--- REQUIREMENTS ---
1/ Decide whether each statement agrees with the Pandas notebook, answering yes or no and quoting the words of the notebook that settle it: (a) A Series is a two-dimensional structure. (b) The DataFrame is built from a dictionary. (c) A DataFrame can be thought of as a spreadsheet or SQL table.
2/ List every data type that the Pandas notebook names in parentheses as something a Series can hold.
3/ Write the next part of the Pandas notebook, starting right after its last line.

--- PROVIDED PASSAGE ---
# Pandas Fundamentals for Data Processing

This notebook demonstrates essential Pandas operations for data manipulation and analysis. We'll cover basic data structures, common operations, and best practices.

In [None]:
# Import required libraries
import pandas as pd
import numpy as np

## Basic Data Structures

### Series
A Series is a one-dimensional labeled array that can hold data of any type (integer, float, string, Python objects, etc.).

In [None]:
# Creating Series
s = pd.Series([1, 2, 3, 4, 5])
print("Basic Series:")
print(s)

# Series with custom labels
s_with_labels = pd.Series([1, 2, 3], index=['a', 'b', 'c'])
print("\nSeries with custom labels:")
print(s_with_labels)

# Accessing elements
print("\nAccessing elements:")
print(f"By position (s[0]): {s[0]}")
print(f"By label (s_with_labels['a']): {s_with_labels['a']}")

### DataFrame
A DataFrame is a 2-dimensional labeled data structure with columns of potentially different types. Think of it as a spreadsheet or SQL table.

In [None]:
# Creating DataFrame from dictionary
data = {
    'name': ['John', 'Anna', 'Peter'],
    'age': [28, 22, 35],
    'city': ['New York', 'Paris', 'London']
}
df = pd.DataFrame(data)
print("DataFrame from dictionary:")
print(df)

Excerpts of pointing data
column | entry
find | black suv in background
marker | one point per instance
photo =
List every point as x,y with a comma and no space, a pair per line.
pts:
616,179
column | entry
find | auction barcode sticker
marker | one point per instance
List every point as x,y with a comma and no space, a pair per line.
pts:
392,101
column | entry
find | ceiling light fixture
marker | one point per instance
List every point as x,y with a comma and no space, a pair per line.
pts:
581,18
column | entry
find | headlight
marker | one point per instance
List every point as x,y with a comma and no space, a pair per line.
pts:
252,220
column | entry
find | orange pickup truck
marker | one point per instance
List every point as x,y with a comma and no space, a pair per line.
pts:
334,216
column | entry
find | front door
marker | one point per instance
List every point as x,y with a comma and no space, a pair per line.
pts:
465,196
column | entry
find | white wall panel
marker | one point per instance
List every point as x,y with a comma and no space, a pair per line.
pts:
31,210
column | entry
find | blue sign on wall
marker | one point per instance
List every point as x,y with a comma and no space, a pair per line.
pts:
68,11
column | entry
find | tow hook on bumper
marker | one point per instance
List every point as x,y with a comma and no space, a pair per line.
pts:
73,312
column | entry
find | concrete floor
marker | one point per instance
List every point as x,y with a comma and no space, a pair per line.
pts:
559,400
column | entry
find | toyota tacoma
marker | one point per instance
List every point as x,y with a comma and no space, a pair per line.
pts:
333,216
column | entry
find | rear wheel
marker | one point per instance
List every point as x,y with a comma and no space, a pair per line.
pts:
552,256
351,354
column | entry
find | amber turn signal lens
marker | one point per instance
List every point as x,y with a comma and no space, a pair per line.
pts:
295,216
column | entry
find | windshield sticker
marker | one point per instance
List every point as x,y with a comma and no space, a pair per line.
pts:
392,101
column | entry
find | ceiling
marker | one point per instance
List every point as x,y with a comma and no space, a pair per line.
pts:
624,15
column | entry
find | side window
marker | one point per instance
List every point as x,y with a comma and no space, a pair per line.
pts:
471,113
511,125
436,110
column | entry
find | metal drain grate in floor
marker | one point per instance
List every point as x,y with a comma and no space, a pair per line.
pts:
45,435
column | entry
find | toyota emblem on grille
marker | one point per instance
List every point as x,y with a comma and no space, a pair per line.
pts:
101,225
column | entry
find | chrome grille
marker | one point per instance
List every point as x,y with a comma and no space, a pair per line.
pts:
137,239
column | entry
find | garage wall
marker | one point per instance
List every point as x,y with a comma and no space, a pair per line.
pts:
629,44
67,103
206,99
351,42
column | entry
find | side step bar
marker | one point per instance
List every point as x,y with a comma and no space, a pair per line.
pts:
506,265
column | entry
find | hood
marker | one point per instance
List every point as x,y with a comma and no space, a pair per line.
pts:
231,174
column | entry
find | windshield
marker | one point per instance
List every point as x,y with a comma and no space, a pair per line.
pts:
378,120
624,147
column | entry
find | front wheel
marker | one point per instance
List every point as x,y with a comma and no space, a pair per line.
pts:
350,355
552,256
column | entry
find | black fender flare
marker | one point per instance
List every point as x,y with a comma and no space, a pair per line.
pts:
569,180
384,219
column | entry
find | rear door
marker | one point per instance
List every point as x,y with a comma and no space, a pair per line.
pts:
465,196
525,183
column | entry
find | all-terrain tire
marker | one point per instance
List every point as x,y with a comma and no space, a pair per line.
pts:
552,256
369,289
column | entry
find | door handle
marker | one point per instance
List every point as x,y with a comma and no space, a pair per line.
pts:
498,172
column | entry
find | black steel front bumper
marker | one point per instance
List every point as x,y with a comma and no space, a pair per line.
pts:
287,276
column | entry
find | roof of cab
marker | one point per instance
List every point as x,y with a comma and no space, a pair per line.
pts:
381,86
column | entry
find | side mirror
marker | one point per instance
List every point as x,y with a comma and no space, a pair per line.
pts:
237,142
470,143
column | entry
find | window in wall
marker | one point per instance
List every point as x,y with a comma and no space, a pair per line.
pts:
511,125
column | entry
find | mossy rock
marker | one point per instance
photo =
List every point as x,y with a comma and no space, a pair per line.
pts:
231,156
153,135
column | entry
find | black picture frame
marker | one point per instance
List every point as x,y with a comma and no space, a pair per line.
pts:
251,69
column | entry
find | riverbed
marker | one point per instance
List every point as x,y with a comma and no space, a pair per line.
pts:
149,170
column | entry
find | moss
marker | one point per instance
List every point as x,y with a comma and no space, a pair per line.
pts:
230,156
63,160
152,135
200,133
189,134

--- ANSWERS ---
1/
(a) No: "A Series is a one-dimensional labeled array"
(b) Yes: "# Creating DataFrame from dictionary"
(c) Yes: "Think of it as a spreadsheet or SQL table."

2/ integer, float, string, Python objects

3/
# Creating DataFrame from list of dictionaries
records = [
    {'name': 'John', 'age': 28},
    {'name': 'Anna', 'age': 22}
]
df_records = pd.DataFrame(records)
print("\nDataFrame from list of dictionaries:")
print(df_records)

## Basic Operations

### Viewing Data
Let's explore different ways to inspect our DataFrame.

In [None]:
# Create a larger dataset for demonstration
df = pd.DataFrame({
    'name': ['John', 'Anna', 'Peter', 'Linda', 'Bob'],
    'age': [28, 22, 35, 25, 30],
    'city': ['New York', 'Paris', 'London', 'Berlin', 'Tokyo'],
    'salary': [50000, 60000, 75000, 65000, 70000]
})

# Basic information about DataFrame
print("DataFrame Info:")
df.info()

print("\nStatistical Summary:")
print(df.describe())

print("\nFirst 3 rows:")
print(df.head(3))

print("\nColumn names:")
print(df.columns)

### Selecting Data
Different methods to access and filter data in DataFrames.

In [None]:
# Selecting columns
print("Single column:")
print(df['name'])

print("\nMultiple columns:")
print(df[['name', 'age']])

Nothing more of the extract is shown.